The Department of Defense is Expanding Role in the War on Hackers

The era of cyber warfare has just been expanded. With recent Denial of Service attacks on U.S financial institutions and an even more heinous attack on oil interest in Saudi Arabia and Qatar, the next generation of cyber warfare is here. And even though he didn’t name who is thought to be behind both attacks, Defense Secretary Leon Panetta let it be known that the U.S had the ability to locate such attackers, holding them accountable for their actions, according to a recent report by

And while Secretary of Defense Panetta called no names, the general consensus is that Iran is behind the recent attacks. Officials think the attacks most likely stem from recent sanctions and not as retaliation for the Stuxnet virus that damaged Iranian centrifuges. In light of these and other attempts by nation states to gain access to our vital national infrastructure, the Department of Defense (DoD) has stepped in to fill the role of cyber defender in the absence of any real efforts by the U.S. government to enact legislation to this effect.

It is this very inaction that puts the U.S. in such a precarious position. One that could lead to severe damage to private companies and financial institutions, as well as assets such as power, water, and other crucial pieces of infrastructure. This has led to the DoD’s new role in cyber defense. To this end, the DoD has been developing rules of engagement for conflicts in cyberspace.

This, coupled with the Obama administration consideration of enacting an executive order on cybersecurity and better protections for consumers being put in place by the Federal Communications Commission, are the first crucial steps in providing a better overall net of security for our nation.

But such action would still require voluntary compliance by businesses who are already feeling the pinch of a down economy. That makes more restrictions and guidelines that much less attractive, especially since these same businesses would have to shoulder the burden of the cost.

----------------------------------------

_Work request 1:_ Please say whether each statement below agrees with the article on the Defense Department's cyber role, answering yes or no and quoting the words that decide it: (a) Panetta publicly named Iran as the party behind the attacks. (b) Officials believe the attacks most likely stem from recent sanctions. (c) Businesses would have to shoulder the cost of the added restrictions and guidelines.
_Work request 2:_ In the article on the Defense Department's cyber role, where were the oil interests that were attacked?
_Work request 3:_ Copy the article on the Defense Department's cyber role between "It is this very" and "for our nation.", inclusive, and switch "Federal Communications Commission" to "Federal Trade Commission".

----------------------------------------

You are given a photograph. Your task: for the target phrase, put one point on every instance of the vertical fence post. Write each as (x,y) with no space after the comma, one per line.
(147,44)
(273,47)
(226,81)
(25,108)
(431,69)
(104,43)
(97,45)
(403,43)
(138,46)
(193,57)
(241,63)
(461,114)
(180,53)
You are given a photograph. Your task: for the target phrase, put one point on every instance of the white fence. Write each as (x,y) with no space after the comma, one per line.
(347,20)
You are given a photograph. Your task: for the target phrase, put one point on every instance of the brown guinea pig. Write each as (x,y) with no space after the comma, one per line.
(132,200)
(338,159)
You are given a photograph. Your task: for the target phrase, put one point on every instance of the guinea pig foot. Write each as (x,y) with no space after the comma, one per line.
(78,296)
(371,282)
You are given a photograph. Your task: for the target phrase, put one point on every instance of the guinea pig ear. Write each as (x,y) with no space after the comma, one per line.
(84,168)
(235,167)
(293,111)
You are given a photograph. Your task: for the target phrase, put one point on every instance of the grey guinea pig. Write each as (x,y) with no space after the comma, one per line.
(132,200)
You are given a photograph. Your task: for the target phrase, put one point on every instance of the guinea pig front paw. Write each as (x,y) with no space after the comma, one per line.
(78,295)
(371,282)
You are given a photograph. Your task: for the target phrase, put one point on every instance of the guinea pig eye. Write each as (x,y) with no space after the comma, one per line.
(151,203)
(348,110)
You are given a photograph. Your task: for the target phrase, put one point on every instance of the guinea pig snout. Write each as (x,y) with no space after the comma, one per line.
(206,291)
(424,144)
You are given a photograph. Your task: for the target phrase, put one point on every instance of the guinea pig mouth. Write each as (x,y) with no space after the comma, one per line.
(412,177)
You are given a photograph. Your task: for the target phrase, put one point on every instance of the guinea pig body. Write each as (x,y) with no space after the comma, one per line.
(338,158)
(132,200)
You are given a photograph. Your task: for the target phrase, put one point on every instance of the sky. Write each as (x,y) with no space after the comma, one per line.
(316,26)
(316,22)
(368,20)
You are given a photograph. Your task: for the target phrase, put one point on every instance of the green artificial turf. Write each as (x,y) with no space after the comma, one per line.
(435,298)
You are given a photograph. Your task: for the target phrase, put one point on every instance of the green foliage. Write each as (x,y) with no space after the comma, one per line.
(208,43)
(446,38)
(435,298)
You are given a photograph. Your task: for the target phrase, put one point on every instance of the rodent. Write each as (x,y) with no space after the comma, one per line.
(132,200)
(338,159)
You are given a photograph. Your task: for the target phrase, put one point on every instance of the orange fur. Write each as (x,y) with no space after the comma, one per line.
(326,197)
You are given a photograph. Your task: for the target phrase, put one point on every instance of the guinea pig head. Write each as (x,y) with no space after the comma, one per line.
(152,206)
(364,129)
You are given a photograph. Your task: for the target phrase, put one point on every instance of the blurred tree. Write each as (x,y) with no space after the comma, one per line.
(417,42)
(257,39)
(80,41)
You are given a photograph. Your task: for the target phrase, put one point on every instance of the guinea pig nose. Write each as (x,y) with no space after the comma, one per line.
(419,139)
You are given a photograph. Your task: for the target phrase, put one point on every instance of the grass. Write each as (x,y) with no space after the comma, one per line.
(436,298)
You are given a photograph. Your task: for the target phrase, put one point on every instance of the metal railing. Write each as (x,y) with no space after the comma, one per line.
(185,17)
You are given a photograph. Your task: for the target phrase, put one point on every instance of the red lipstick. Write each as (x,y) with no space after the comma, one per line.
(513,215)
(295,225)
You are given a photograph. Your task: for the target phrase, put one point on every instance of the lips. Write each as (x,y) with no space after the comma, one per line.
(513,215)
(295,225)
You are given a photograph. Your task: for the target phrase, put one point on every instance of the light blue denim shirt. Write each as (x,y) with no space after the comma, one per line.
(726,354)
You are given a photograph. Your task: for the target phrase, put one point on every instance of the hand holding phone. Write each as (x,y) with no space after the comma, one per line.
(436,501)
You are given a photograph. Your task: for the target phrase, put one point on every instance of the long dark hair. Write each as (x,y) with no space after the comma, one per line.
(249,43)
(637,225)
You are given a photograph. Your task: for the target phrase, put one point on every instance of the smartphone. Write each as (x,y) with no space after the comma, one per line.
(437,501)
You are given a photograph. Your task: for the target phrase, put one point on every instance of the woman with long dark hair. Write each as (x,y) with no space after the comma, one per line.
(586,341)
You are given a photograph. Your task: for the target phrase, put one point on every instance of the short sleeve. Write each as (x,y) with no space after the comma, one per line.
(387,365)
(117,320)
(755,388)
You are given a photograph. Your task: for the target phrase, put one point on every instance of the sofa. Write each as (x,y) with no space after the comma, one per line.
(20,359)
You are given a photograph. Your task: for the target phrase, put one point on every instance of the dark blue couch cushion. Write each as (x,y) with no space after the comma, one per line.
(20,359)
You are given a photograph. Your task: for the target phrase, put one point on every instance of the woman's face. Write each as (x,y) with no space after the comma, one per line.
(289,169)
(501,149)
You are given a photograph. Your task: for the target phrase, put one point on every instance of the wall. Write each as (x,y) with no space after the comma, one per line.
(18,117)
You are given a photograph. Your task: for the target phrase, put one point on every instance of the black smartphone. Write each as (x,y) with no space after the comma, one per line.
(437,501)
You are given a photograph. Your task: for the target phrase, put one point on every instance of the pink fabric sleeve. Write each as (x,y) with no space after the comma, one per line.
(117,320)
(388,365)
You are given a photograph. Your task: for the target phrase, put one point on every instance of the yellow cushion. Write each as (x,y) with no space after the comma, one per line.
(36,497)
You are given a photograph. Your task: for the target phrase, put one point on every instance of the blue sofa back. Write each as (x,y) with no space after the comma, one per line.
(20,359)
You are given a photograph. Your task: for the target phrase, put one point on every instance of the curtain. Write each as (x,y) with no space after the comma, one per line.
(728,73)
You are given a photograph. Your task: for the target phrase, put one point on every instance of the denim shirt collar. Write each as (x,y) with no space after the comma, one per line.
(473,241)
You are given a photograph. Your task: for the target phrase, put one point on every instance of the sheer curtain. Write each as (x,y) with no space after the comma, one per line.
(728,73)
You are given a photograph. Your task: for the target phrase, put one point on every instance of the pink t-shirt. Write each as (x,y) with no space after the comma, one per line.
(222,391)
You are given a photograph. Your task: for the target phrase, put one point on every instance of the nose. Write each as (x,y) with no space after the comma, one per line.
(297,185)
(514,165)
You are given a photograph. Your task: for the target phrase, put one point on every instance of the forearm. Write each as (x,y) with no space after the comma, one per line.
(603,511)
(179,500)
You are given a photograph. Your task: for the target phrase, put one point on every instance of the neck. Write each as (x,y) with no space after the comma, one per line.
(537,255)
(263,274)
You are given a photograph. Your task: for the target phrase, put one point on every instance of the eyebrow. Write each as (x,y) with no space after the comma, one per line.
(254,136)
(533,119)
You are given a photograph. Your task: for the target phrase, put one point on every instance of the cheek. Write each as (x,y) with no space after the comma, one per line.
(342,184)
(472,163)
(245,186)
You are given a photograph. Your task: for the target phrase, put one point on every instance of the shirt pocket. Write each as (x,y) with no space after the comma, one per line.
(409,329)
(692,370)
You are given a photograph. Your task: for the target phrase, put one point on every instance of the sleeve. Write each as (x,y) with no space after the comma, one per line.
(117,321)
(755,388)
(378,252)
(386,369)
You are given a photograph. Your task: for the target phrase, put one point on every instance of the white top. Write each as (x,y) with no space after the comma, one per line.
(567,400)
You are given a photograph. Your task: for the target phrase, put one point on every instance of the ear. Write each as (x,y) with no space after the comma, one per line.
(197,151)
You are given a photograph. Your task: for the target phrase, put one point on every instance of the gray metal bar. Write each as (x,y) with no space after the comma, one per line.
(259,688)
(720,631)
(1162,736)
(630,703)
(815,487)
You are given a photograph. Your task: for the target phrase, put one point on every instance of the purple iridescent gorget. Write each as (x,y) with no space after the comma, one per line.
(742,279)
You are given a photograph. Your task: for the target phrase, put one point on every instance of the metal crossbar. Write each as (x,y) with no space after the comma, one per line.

----------------------------------------

_Answer space 1:_
(a) No: "And while Secretary of Defense Panetta called no names"
(b) Yes: "Officials think the attacks most likely stem from recent sanctions and not as retaliation for the Stuxnet virus that damaged Iranian centrifuges."
(c) Yes: "especially since these same businesses would have to shoulder the burden of the cost."

_Answer space 2:_ Saudi Arabia and Qatar.

_Answer space 3:_
It is this very inaction that puts the U.S. in such a precarious position. One that could lead to severe damage to private companies and financial institutions, as well as assets such as power, water, and other crucial pieces of infrastructure. This has led to the DoD’s new role in cyber defense. To this end, the DoD has been developing rules of engagement for conflicts in cyberspace.

This, coupled with the Obama administration consideration of enacting an executive order on cybersecurity and better protections for consumers being put in place by the Federal Trade Commission, are the first crucial steps in providing a better overall net of security for our nation.